Work instruction: Write out all of the data again, precisely as it appears.
#####
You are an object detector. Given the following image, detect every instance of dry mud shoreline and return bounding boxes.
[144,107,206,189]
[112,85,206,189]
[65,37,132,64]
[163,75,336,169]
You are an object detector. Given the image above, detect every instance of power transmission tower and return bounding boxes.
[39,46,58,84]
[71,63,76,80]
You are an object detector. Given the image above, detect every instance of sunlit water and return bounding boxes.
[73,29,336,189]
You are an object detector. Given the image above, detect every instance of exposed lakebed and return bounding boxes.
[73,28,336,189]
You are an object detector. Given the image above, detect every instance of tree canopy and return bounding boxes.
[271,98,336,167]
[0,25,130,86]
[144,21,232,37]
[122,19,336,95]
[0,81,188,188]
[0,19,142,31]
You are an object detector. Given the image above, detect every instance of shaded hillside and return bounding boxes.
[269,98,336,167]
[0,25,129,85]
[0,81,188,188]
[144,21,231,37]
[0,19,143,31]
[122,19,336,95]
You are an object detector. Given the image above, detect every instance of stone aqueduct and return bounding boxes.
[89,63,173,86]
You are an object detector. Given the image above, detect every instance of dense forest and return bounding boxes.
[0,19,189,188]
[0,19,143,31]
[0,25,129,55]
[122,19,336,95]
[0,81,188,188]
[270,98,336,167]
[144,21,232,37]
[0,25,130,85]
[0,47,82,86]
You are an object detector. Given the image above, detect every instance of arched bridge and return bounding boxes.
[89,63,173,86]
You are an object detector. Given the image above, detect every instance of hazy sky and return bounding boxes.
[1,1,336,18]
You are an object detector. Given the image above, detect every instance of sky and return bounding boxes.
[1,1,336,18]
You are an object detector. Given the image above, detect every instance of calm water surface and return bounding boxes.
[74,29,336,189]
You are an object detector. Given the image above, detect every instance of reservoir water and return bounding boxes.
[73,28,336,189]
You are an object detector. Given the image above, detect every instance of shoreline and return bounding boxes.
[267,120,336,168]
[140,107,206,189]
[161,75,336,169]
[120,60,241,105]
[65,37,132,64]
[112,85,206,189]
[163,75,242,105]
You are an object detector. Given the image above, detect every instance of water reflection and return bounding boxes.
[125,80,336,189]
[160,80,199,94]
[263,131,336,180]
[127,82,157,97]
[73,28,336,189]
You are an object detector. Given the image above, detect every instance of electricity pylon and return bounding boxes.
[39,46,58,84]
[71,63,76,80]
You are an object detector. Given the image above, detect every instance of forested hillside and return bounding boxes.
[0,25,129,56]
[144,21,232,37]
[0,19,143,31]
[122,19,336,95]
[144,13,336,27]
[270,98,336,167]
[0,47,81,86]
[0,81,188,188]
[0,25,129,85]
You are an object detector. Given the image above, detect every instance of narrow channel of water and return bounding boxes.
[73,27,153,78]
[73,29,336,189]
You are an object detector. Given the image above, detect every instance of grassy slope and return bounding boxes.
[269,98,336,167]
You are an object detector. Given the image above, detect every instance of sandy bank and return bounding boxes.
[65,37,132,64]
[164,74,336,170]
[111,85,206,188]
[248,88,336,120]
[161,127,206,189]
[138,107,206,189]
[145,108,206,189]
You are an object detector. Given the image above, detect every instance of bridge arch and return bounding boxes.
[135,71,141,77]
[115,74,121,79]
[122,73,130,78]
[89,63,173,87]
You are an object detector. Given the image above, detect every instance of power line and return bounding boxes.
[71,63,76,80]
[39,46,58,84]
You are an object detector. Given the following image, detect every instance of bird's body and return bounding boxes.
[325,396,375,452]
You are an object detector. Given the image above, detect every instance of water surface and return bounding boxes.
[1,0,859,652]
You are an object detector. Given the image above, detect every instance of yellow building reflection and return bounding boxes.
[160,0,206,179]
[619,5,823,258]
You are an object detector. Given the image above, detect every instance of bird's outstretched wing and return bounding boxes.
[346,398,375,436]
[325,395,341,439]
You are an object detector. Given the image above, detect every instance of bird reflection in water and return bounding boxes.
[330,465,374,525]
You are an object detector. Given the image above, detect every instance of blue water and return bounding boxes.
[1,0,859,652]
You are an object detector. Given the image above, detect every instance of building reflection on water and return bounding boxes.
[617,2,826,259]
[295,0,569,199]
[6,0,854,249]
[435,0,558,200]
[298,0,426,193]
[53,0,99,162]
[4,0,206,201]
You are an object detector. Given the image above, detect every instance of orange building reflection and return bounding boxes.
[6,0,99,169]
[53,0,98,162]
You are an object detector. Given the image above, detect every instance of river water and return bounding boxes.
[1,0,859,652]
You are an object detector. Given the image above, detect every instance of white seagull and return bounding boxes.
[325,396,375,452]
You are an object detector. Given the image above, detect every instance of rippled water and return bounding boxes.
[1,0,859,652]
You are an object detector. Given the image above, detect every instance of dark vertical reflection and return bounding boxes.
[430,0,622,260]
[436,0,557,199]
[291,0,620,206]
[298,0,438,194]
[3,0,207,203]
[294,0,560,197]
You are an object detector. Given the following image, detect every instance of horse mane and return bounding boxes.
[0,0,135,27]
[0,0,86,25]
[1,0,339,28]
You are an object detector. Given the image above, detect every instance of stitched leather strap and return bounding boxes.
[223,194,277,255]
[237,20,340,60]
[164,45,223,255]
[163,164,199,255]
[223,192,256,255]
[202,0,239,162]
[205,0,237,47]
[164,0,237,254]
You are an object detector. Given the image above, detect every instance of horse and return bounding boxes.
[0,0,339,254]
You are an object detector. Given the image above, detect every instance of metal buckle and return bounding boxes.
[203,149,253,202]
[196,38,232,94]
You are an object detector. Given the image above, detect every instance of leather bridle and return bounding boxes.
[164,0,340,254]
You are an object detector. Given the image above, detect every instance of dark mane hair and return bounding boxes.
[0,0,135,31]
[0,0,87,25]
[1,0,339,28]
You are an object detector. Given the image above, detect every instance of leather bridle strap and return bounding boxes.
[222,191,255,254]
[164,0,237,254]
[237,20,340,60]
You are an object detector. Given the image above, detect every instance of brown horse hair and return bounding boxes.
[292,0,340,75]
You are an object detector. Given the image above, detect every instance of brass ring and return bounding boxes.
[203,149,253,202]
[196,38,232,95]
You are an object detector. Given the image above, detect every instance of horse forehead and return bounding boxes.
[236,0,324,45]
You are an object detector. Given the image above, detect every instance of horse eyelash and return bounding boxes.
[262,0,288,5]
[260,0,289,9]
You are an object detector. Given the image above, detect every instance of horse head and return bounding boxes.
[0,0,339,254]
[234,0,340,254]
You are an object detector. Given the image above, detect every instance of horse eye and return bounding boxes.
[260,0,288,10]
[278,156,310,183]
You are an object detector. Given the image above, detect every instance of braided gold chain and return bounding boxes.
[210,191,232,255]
#####
Response to the exercise:
You are an object detector. Given the following image, detect every instance of dry mud shoreline and return bounding boxes.
[144,107,206,189]
[112,85,206,189]
[65,37,132,64]
[163,75,336,169]
You are an object detector. Given the image above, detect every instance of power transmission tower and return bounding boxes.
[39,46,58,84]
[71,63,76,80]
You are an object detector. Given the image above, detect every instance of sunlit water and return bounding boxes.
[73,29,336,189]
You are an object detector. Given the image above, detect every instance of exposed lakebed and return bounding boxes.
[73,28,336,189]
You are an object detector. Given the image above, detect every instance of tree canopy and return bounding boxes.
[271,98,336,167]
[0,25,130,86]
[144,21,232,37]
[122,19,336,95]
[0,81,188,188]
[0,19,142,31]
You are an object detector. Given the image above, detect every instance of shaded hillside and return bounding boxes.
[269,98,336,167]
[0,25,129,85]
[0,81,188,188]
[144,21,231,37]
[0,19,143,31]
[122,19,336,95]
You are an object detector. Given the image above, detect every instance of stone aqueduct and return bounding boxes.
[89,63,173,86]
You are an object detector. Given the image above, detect every instance of dense forest and return bounding boxes.
[0,19,189,188]
[0,19,143,31]
[0,25,129,55]
[122,19,336,95]
[0,81,188,188]
[270,98,336,167]
[144,21,232,37]
[0,25,130,85]
[0,47,82,86]
You are an object detector. Given the image above, detect every instance of arched bridge and return bounding boxes.
[89,63,173,86]
You are an object detector. Given the image above, detect every instance of hazy sky and return bounding boxes.
[1,1,336,18]
You are an object detector. Given the image above, detect every instance of sky and return bounding boxes.
[1,1,336,18]
You are an object detector. Given the image above, detect every instance of calm water surface and return bounding boxes.
[74,29,336,189]
You are an object detector. Given the image above, detect every instance of reservoir water and return bounding boxes.
[73,28,336,189]
You are an object detector. Given the image above, detect every instance of shoreline and return bounding boxes.
[267,120,336,168]
[140,107,206,189]
[161,75,336,169]
[120,60,241,105]
[65,37,132,64]
[112,85,206,189]
[163,75,242,105]
You are an object detector. Given the image above, detect every instance of water reflection and return bounding boxes.
[125,80,336,189]
[160,80,199,94]
[263,131,336,180]
[127,82,157,97]
[73,28,336,189]
You are an object detector. Given the image above, detect every instance of electricity pylon and return bounding boxes.
[39,46,58,84]
[71,63,76,80]
You are an object detector. Given the image above, detect every instance of forested hillside and return bounding boxes.
[0,25,129,56]
[144,21,232,37]
[0,19,143,31]
[122,19,336,95]
[144,13,336,27]
[270,98,336,167]
[0,47,81,86]
[0,81,188,188]
[0,25,129,85]
You are an object detector. Given the image above, detect every instance of narrow channel of water and return bounding boxes.
[73,27,153,78]
[73,29,336,189]
You are an object detector. Given the image above, detect every instance of grassy slope and return bounding boxes.
[269,98,336,167]
You are an object detector. Given the image above, detect every instance of sandy bank and return bounding boxes.
[65,37,132,64]
[164,74,336,170]
[111,85,206,188]
[248,88,336,120]
[161,127,206,189]
[138,107,206,189]
[145,108,206,189]
You are an object detector. Given the image above, detect every instance of bridge arch and return bounding boxes.
[135,71,141,77]
[115,74,121,79]
[122,73,130,78]
[89,63,173,87]
You are an object detector. Given the image above, detect every instance of power line and return bounding boxes.
[71,63,76,80]
[39,46,58,84]
You are an object detector. Given the following image, detect every instance of bird's body and return bounding boxes.
[325,396,375,452]
You are an object detector. Given the image above, detect every instance of water surface and return bounding boxes.
[1,0,859,652]
You are an object detector. Given the image above, detect every instance of yellow building reflection and return bounding boxes.
[160,0,206,179]
[619,5,823,258]
You are an object detector. Given the image above, detect every instance of bird's outstretched wing and return bounding boxes.
[346,398,375,436]
[325,395,341,439]
You are an object detector. Given the image above, detect every instance of bird reflection in water and return bounding boxes.
[330,465,374,525]
You are an object detector. Given the image above, detect every instance of blue water and return bounding boxes.
[1,0,859,652]
You are an object detector. Given the image above, detect every instance of building reflection on water and return bounding boxes.
[617,2,826,259]
[295,0,569,199]
[6,0,854,249]
[435,0,558,200]
[298,0,426,193]
[53,0,99,162]
[4,0,206,201]
You are an object detector. Given the image above, detect every instance of orange building reflection and return bounding boxes.
[6,0,99,169]
[53,0,98,162]
You are an object detector. Given the image above, detect every instance of river water and return bounding boxes.
[1,0,859,652]
You are an object detector. Given the image above, detect every instance of white seagull and return bounding boxes.
[325,396,375,452]
You are an object detector. Given the image above, detect every instance of rippled water and return bounding boxes.
[1,0,859,652]
You are an object detector. Given the image above, detect every instance of dark vertical reflection and return bounding boxes.
[430,0,622,260]
[436,0,557,199]
[291,0,620,206]
[298,0,438,194]
[3,0,207,203]
[294,0,560,197]
You are an object detector. Given the following image, detect every instance of horse mane and return bounding boxes.
[0,0,135,27]
[0,0,86,25]
[1,0,339,28]
You are an object detector. Given the image above, detect every instance of stitched leather strap and return bounding boxes.
[223,194,277,255]
[237,20,340,60]
[164,45,223,255]
[163,164,199,255]
[223,192,256,255]
[202,0,239,162]
[205,0,237,47]
[164,0,237,254]
You are an object detector. Given the image above, detect every instance of horse and return bounding boxes.
[0,0,339,254]
You are an object detector. Given the image above, detect every instance of metal buckle and return bounding boxes.
[203,149,253,202]
[196,38,232,94]
You are an object detector. Given the image above, detect every instance of leather bridle and return bounding boxes.
[164,0,340,254]
You are an object detector. Given the image above, detect every instance of dark mane hair and return bounding boxes.
[0,0,135,31]
[0,0,87,25]
[1,0,339,28]
You are an object detector. Given the image above, detect every instance of leather bridle strap and return bounding boxes.
[222,191,255,254]
[164,0,237,254]
[237,20,340,60]
You are an object detector. Given the image above, detect every instance of brown horse hair and return bounding boxes.
[292,0,340,75]
You are an object detector. Given the image above, detect every instance of brass ring and return bounding boxes.
[203,149,253,202]
[196,38,232,95]
You are an object detector. Given the image above, detect every instance of horse forehead and return bounding boxes.
[236,0,324,45]
You are an object detector. Given the image above, detect every instance of horse eyelash and return bounding boxes.
[262,0,288,5]
[260,0,289,9]
You are an object detector. Given the image above, detect every instance of horse head and return bounding boxes.
[0,0,339,254]
[234,0,340,254]
You are an object detector. Given the image above, detect every instance of horse eye and return bounding boxes.
[260,0,288,10]
[278,156,310,183]
You are an object detector. Given the image above, detect every instance of braided gold chain and return bounding boxes.
[210,191,232,255]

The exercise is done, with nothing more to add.